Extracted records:

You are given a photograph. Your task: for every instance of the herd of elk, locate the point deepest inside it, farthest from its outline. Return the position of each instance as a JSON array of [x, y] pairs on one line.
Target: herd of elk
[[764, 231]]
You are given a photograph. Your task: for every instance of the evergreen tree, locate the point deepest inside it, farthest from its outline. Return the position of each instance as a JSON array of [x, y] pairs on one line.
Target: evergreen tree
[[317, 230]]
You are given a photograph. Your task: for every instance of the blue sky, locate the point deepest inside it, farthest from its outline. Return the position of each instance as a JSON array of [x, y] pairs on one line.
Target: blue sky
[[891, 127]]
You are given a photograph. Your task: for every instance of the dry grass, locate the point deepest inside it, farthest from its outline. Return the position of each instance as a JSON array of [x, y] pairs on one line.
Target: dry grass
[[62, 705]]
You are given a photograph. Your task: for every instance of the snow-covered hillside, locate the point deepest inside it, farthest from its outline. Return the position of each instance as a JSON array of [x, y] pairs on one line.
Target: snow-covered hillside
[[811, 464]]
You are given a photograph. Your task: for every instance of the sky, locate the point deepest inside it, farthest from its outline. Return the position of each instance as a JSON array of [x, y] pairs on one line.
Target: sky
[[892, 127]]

## WHAT IS EXPECTED
Render the records from the line containing "dry grass, locate" to the line containing "[[62, 705]]", both included, as a Markdown table with the columns "Row" and "Text". Give each line a row number and leave out blank lines.

## RESPONSE FOR THIS EXERCISE
| Row | Text |
|---|---|
| 1 | You are given a photograph. Your task: for every instance of the dry grass, locate the point deepest inside it, farthest from its outline. Return the position of each instance as a JSON array of [x, y] pairs on one line. |
| 2 | Target: dry grass |
| 3 | [[62, 705]] |